#### À FAIRE
(1) Quels sont tous les titres et sous-titres de l'extrait sur le magnétophone à bande ?
(2) Poursuivez le texte sur le magnétophone à bande à partir de sa dernière phrase.

#### EXTRAIT
<<<<
Historique : de la bande magnétique au disque dur
Le magnétophone analogique à bande inventé il y a plus de 80 ans est toujours présent dans nos studios pour certaines application (musique/archives…). Il a survécu aux différentes innovations notamment à la révolution numérique. Pour cela, il a évolué pendant nombre d’années avant de connaître une stabilisation depuis les années 1980 suite à son abandon. Aujourd’hui la technologie numérique ne cesse de s’améliorer et est présent à 99% dans les productions audiovisuelles.
Voici un bref historique de l’évolution des supports d’enregistrement :
Son fonctionnement
Principes de base
Son principe de lecture est le suivant : une bande recouverte d’oxyde de fer ou de chrome passe devant l’entrefer d’une tête puis par la bobine de l’électro aimant. On a donc au final un signal électrique proportionnel aux variations de champs magnétiques sur la bande.
Pour l’enregistrement c’est l’inverse, un signal audio est envoyé sur la bande via le bobinage de la tête. Le ruban sert donc de support pour recevoir le matériau magnétique.
Tout ceci est possible grâce à la faculté des corps ferromagnétiques à mémoriser le phénomène à enregistrer sous l’action d’un champ magnétique. C’est le principe de la rémanence d’un matériau. L’oxyde de fer ou de chrome présent sur la bande sont des corps ferromagnétique.
Normes de base
Niveau de magnétisation de la bande
C’est le niveau d’aimentation de la bande et s’exprime en nanoweber par mètre (nWb/m). On trouve des valeurs telles que 320 ou 640nWb/m. Plus la valeur est basse et plus la bande sature vite. Plus la valeur est haute et meilleur est le rapport signal sur bruit ainsi qu’une distorsion minimal.
>>>>
#### DONNÉES
<<<<
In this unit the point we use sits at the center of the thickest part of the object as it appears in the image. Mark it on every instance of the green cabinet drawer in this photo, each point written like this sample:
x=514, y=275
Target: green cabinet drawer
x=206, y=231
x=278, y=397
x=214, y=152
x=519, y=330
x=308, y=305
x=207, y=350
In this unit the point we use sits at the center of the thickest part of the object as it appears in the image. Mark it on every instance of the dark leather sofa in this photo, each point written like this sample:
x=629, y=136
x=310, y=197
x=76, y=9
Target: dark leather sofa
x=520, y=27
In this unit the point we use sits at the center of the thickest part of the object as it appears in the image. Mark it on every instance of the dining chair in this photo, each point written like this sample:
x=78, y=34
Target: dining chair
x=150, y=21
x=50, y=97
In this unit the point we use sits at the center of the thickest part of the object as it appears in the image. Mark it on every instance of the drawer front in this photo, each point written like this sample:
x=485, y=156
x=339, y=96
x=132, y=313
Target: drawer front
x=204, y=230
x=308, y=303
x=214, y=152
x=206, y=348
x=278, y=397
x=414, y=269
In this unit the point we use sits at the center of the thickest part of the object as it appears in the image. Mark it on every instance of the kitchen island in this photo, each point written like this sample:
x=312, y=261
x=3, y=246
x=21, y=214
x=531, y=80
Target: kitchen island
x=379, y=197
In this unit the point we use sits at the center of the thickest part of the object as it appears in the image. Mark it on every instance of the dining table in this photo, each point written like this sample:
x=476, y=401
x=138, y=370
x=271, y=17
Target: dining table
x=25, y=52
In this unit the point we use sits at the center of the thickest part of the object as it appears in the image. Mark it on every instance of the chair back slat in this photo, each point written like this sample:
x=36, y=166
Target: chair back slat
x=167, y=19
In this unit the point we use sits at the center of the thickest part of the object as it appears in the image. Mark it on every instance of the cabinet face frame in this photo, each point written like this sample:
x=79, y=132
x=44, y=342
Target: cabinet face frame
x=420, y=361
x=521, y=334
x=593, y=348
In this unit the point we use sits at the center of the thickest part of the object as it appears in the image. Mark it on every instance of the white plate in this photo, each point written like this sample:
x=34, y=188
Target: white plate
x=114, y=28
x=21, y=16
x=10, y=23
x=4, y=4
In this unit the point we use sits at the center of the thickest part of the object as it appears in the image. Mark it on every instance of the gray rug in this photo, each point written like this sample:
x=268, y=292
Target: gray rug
>>>>
#### RÉSULTATS
(1)
- Historique : de la bande magnétique au disque dur
- Son fonctionnement
- Principes de base
- Normes de base
- Niveau de magnétisation de la bande

(2)
Ces valeurs ont un équivalent en niveau de signal électrique par rapport au 0 VU
C'est le rapport entre ce niveau (reférence level) et les caractéristiques de la bande choisis (notamment le taux de magnétisation) qui nous permet de définir les principales caractéristiques de notre son (rapport signal/bruit, effet de compression, distorsion harmonique...).
Largeur de la bande par rapport au nombre de piste
On trouve beaucoup de configurations différentes mais il y quand même des standards comme le master ¼ pouce/2 pistes ou le 2 pouces/24 pistes. Plus la largeur de la bande est grande par rapport au nombre de piste, plus la diaphonie est faible.
Vitesses de défilement
Cette vitesse est très importante car joue beaucoup sur la qualité finale du son. Plus la vitesse est élevée, plus le rapport signal sur bruit est bon et moins la chute dans les fréquences aigues est importante. Cependant, plus la vitesse est basse et moins l’on consomme de quantité de bande. En studio, on tourne en 15 ou 30 IPS. Cette vitesse doit d’ailleurs rester la même pendant tout le projet. Il est à noter que l’on retrouve sur la plupart des machines la notation en norme anglophone (IPS).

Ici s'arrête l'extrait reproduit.